[begin Data excerpts]

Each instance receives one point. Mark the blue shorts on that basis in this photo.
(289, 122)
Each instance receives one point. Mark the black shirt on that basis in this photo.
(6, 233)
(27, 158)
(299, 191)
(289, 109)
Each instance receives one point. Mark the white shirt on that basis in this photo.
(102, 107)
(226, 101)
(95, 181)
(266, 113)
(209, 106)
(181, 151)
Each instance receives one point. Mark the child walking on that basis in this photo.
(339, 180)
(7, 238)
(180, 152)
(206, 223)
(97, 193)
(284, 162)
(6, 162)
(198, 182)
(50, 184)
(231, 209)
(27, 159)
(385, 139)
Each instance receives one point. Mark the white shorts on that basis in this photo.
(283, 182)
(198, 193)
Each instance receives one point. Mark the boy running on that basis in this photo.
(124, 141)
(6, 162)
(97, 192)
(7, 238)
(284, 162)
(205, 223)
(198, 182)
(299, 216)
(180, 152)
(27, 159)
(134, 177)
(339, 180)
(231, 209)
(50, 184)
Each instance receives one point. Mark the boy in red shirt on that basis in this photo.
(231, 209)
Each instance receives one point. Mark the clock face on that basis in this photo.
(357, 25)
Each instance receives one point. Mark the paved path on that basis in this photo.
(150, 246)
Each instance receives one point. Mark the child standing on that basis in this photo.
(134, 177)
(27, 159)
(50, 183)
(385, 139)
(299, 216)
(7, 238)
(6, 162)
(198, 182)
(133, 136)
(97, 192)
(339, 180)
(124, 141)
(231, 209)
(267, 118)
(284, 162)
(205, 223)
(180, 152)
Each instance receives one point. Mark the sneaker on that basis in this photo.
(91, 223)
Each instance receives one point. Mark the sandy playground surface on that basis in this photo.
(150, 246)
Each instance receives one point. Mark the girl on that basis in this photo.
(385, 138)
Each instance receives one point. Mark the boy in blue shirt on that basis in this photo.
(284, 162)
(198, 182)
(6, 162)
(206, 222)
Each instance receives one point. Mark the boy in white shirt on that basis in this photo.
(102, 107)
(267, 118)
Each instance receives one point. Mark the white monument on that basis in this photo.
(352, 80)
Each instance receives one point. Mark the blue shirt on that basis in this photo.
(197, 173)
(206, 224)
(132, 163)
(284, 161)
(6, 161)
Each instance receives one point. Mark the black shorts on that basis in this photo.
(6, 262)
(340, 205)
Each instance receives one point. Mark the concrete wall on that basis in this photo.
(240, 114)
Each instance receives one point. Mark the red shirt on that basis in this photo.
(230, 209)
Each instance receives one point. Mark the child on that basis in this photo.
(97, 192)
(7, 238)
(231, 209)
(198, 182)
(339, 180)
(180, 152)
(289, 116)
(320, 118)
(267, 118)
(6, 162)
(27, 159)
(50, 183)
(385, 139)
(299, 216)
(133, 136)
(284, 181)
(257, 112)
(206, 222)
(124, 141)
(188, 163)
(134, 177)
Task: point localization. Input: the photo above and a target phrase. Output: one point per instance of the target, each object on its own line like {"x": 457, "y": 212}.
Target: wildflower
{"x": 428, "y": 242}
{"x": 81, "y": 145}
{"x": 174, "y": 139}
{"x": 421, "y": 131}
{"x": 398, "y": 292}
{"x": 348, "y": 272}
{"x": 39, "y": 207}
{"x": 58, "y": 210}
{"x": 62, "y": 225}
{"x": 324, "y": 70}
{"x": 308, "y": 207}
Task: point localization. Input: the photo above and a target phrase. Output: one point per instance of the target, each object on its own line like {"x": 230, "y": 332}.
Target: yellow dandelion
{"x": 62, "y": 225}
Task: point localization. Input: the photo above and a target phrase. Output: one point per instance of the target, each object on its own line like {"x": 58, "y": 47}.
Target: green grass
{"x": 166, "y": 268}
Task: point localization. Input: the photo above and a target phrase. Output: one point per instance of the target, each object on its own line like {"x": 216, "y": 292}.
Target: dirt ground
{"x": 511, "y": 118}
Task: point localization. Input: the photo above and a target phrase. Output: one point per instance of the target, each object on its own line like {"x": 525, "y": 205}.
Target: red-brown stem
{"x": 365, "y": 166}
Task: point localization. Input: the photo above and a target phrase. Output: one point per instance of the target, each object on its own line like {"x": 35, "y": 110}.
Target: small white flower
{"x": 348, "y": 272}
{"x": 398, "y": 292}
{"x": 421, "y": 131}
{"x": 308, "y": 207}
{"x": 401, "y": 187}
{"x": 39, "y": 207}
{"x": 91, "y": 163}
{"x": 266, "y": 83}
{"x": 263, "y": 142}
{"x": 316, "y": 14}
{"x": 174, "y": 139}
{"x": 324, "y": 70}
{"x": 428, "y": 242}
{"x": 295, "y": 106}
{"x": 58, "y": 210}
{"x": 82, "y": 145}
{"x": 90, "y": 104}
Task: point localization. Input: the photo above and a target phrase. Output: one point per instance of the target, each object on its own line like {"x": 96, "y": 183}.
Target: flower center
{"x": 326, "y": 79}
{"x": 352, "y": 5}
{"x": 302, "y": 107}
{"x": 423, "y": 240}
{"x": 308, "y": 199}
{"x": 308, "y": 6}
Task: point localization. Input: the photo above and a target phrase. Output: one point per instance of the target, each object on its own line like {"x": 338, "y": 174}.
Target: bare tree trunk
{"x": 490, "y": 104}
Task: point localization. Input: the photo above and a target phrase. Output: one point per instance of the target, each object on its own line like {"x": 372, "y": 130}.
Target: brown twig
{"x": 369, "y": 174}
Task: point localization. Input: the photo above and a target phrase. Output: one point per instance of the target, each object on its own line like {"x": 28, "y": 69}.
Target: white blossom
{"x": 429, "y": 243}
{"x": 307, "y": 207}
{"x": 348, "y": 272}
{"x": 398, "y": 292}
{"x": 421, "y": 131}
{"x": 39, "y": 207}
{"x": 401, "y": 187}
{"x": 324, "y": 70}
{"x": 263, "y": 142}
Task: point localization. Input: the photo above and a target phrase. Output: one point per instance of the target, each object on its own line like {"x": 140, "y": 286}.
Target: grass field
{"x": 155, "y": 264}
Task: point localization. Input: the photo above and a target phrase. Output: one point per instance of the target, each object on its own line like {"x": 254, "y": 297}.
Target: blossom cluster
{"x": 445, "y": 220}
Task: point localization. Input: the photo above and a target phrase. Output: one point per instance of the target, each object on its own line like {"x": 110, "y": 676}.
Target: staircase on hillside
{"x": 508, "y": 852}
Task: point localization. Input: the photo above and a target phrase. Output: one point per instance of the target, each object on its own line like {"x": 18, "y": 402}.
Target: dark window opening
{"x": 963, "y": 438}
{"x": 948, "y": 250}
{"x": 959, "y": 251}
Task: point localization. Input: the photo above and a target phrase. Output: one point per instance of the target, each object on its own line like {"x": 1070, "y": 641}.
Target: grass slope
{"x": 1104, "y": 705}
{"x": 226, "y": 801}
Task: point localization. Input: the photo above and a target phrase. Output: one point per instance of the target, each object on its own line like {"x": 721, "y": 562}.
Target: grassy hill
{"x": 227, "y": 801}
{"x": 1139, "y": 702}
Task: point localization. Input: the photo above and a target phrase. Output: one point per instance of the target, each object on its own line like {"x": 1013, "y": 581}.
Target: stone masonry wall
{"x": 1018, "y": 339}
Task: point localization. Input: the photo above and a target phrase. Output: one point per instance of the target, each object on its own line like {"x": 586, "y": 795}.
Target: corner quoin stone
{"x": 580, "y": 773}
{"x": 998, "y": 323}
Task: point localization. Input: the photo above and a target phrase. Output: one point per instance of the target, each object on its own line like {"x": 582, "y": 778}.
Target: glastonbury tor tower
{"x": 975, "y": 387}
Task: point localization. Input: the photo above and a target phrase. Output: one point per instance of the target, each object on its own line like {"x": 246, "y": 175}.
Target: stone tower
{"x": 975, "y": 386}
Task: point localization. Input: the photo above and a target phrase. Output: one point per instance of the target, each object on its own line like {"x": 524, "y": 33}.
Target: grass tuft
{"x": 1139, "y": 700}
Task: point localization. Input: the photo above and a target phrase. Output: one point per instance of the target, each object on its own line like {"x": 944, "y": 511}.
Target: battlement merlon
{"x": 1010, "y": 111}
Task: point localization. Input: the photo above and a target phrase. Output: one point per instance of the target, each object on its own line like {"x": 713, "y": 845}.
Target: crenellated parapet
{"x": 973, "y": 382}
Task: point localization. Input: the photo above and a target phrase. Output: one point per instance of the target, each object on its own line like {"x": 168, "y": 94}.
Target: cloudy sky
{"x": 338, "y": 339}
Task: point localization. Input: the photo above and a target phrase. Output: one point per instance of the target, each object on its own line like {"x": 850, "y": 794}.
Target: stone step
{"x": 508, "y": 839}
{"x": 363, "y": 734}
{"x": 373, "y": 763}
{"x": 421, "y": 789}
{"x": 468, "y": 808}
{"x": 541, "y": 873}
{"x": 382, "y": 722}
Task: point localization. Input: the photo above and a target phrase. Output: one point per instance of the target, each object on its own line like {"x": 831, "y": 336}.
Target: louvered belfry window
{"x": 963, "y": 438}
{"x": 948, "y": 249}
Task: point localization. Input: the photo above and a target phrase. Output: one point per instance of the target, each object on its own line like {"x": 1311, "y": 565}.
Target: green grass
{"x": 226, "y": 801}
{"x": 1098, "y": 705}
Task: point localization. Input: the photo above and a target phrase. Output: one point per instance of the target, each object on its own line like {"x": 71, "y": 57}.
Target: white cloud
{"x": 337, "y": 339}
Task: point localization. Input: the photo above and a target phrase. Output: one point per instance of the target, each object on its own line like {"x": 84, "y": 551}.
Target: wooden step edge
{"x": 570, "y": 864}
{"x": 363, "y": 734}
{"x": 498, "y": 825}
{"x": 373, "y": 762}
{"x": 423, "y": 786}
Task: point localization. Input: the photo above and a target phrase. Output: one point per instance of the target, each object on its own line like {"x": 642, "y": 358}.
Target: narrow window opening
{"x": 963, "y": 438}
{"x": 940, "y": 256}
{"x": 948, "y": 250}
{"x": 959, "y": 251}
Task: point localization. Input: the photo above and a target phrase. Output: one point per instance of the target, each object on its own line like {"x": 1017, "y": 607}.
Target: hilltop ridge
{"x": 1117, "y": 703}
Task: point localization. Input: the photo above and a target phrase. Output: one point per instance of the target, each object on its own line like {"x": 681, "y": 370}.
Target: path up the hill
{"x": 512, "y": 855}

[end Data excerpts]

How many lines in the listing above contain the string "opening"? Case counts. Give only the number.

* Solution for this problem
2